Start of EXTRACT PROVIDED

It seemed that the Apostle would die during his centennial. It seemed that his memory would be extinguished forever. So great was the affront! But he is alive; he has not died. His people are rebellious. His people are worthy. His people are faithful to his memory. There are Cubans who have fallen defending his doctrines. There are young combatants who in magnificent selflessness came to die beside his tomb, giving their blood and their lives so that he could keep on living in the heart of his nation. Cuba, what would have become of you had you let your Apostle die?
I now come to the close of my defense, but I will not end it as lawyers usually do, asking that the accused be freed. I cannot ask for freedom for myself while my compañeros are already suffering in the ignominious prison of the Isle of Pines. Send me there to join them and to share their fate. It is understandable that honest people should be dead or in prison in a republic where the president is a criminal and a thief.

End of EXTRACT PROVIDED
Start of LISTED ENTRIES

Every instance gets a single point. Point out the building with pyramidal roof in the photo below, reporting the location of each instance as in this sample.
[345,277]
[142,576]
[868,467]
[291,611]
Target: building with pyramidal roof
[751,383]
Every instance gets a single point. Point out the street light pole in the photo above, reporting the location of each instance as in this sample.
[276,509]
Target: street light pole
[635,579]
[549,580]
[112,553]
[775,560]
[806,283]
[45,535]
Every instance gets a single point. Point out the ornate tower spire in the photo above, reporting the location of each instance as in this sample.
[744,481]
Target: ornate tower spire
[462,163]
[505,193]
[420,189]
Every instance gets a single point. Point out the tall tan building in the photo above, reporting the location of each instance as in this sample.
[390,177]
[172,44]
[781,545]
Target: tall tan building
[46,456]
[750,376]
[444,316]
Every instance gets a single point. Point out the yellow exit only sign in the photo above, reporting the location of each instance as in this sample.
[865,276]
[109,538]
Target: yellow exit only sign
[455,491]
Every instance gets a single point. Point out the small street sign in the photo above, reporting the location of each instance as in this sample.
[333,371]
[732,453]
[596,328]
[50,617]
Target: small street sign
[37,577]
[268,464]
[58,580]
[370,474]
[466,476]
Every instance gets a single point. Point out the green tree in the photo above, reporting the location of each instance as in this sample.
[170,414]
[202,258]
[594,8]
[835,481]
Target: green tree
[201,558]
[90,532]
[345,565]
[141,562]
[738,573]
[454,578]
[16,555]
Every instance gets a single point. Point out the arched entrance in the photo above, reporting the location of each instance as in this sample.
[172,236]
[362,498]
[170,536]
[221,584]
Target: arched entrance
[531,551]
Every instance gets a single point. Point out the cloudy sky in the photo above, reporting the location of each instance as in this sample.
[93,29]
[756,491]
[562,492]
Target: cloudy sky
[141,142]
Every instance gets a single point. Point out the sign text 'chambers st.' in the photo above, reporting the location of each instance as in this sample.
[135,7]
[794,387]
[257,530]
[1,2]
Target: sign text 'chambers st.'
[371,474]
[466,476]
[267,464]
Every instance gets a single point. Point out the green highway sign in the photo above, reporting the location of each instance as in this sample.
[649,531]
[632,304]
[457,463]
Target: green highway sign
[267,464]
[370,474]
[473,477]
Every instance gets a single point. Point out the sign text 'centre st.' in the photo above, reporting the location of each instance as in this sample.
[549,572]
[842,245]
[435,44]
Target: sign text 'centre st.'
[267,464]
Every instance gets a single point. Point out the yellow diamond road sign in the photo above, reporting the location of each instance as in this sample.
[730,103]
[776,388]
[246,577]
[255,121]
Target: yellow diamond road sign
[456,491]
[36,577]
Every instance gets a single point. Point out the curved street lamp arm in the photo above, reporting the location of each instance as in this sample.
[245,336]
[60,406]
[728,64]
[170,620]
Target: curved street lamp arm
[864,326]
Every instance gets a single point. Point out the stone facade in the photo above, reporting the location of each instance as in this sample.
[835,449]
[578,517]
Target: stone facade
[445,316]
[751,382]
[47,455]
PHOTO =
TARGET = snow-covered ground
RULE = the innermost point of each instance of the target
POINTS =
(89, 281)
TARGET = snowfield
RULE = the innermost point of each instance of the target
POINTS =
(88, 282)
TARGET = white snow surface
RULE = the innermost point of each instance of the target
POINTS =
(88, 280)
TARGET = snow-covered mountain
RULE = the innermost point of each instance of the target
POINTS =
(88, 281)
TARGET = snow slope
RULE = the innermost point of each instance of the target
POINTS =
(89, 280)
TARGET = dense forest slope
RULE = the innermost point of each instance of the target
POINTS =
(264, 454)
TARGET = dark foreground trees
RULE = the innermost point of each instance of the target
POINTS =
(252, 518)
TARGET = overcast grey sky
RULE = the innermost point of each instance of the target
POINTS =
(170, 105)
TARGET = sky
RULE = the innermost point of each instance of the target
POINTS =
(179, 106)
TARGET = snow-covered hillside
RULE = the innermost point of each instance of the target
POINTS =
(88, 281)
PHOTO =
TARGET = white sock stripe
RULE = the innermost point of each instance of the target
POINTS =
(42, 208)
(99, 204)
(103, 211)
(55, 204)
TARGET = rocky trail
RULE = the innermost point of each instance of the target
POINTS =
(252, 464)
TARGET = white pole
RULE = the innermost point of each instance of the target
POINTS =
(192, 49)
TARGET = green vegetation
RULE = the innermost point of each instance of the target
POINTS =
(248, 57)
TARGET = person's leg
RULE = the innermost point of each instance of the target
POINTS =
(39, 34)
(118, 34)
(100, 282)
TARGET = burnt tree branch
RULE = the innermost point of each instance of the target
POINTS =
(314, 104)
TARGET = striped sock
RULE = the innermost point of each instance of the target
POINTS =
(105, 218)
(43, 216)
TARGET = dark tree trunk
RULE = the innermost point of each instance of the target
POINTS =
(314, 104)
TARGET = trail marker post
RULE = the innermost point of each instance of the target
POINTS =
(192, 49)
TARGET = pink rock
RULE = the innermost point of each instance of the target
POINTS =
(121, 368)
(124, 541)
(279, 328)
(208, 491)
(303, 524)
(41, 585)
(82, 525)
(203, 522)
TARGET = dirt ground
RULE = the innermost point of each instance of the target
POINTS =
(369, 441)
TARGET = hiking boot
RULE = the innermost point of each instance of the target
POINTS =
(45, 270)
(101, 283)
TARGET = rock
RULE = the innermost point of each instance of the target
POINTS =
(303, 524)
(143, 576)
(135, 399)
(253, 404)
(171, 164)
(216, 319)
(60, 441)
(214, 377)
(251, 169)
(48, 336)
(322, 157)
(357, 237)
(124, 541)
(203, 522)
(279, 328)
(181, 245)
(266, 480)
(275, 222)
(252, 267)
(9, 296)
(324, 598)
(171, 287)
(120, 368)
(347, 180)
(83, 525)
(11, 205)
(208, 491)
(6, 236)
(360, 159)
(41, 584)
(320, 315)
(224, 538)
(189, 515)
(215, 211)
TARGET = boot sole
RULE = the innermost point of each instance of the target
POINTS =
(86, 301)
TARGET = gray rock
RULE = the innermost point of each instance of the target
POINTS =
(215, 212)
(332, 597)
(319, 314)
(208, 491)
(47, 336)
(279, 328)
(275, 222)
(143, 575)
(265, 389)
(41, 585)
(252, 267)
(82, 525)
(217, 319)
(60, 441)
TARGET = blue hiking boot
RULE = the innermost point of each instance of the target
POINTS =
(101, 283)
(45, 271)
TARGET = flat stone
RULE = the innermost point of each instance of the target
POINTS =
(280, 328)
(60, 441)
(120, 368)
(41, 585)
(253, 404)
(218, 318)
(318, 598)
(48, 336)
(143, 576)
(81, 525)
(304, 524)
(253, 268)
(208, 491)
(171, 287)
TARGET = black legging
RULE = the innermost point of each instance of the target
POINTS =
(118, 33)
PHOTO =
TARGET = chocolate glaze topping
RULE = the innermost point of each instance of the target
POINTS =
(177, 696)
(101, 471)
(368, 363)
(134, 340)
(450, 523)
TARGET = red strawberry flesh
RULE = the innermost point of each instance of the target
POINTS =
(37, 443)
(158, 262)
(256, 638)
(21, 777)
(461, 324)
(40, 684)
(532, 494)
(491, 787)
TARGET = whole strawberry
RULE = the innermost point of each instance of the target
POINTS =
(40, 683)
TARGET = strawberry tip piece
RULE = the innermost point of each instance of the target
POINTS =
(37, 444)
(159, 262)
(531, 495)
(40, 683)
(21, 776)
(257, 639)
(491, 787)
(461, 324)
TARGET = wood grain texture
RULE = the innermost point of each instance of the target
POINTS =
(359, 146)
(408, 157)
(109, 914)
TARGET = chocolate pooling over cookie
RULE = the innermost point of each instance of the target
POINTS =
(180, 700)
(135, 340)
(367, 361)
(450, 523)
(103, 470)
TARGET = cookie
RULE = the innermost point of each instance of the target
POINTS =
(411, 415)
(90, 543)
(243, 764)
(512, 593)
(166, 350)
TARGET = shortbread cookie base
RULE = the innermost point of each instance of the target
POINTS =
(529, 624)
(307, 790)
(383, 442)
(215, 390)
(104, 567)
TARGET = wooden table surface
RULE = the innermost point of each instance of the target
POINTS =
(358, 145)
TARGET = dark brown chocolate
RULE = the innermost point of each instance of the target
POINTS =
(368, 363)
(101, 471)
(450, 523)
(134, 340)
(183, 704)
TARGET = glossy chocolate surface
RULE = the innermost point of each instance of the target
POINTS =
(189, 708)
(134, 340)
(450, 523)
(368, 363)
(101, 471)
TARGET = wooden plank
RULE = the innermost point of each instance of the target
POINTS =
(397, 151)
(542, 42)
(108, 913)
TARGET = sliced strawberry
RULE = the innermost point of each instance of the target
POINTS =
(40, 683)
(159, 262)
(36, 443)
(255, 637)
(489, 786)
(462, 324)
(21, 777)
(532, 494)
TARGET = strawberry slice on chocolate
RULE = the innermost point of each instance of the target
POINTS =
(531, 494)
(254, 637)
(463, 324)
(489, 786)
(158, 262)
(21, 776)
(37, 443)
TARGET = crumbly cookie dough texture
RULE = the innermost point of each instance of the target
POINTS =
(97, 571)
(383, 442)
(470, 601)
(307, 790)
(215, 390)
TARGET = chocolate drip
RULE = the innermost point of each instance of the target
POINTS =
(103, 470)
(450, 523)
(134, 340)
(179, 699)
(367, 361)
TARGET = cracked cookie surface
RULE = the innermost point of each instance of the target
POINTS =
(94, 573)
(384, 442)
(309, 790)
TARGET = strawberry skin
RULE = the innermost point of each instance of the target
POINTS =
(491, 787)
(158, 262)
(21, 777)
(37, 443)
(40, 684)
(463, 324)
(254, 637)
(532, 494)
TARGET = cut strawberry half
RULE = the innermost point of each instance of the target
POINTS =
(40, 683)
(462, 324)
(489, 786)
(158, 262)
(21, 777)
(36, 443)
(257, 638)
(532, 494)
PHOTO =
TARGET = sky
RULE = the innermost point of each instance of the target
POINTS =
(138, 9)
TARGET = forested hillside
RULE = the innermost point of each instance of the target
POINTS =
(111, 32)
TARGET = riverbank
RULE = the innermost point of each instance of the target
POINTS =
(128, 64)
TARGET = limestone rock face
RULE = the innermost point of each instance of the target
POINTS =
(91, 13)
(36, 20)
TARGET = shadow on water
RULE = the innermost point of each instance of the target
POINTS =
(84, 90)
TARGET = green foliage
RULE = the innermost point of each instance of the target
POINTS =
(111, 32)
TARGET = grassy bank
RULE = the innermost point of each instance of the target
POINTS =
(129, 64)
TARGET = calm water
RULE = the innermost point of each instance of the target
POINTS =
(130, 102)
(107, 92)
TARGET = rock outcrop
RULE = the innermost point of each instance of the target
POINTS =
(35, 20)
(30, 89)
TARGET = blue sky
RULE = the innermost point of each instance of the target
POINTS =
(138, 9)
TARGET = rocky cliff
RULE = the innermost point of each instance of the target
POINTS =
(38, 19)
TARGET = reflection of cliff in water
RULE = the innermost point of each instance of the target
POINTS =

End of LISTED ENTRIES

• _STUDY QUESTIONS_
1. In the speech, the sentences that begin with "His people are" each say something about the Apostle's people. List everything those sentences say they are.
2. From the speech, copy the stretch from "I now come to" through "and a thief." word for word.
Work only from the speech, not the material.

• _OUTPUTS BY TASK_
1.
- rebellious
- worthy
- faithful to his memory

2.
I now come to the close of my defense, but I will not end it as lawyers usually do, asking that the accused be freed. I cannot ask for freedom for myself while my compañeros are already suffering in the ignominious prison of the Isle of Pines. Send me there to join them and to share their fate. It is understandable that honest people should be dead or in prison in a republic where the president is a criminal and a thief.